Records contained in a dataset
------------------------------------------------------------

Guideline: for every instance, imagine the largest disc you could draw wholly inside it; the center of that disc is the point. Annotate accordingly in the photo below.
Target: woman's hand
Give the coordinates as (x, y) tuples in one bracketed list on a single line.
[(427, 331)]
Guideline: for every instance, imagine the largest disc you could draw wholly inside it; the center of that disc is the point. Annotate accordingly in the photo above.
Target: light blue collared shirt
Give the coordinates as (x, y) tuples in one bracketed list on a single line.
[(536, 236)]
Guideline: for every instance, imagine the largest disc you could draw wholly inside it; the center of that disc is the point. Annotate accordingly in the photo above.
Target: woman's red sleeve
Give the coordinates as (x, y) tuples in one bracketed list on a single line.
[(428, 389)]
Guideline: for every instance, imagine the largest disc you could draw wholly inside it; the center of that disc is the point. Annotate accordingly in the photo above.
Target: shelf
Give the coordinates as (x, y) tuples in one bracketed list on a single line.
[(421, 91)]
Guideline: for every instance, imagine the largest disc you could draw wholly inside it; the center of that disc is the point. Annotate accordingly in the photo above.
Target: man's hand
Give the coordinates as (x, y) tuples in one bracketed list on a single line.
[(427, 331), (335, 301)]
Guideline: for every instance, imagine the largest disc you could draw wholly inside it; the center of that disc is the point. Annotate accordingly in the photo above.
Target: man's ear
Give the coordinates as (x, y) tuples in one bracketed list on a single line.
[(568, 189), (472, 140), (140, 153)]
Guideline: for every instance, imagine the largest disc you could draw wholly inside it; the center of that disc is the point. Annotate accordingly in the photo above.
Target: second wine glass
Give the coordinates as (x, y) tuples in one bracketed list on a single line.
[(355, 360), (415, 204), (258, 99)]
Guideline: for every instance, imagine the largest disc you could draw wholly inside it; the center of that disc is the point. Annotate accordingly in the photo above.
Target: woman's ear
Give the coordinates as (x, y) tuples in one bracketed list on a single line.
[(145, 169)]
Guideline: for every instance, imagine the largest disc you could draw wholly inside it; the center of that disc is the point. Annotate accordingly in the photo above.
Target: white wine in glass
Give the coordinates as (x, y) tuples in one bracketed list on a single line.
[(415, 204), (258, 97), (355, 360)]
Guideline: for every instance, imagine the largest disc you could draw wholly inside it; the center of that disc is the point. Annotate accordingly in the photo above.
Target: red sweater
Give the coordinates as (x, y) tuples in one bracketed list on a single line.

------------------------------------------------------------

▶ Aim of the exercise
Search the entries above for "woman". Show every line that has it.

▶ Result of the exercise
Target: woman's hand
Target: woman's red sleeve
Target: woman's ear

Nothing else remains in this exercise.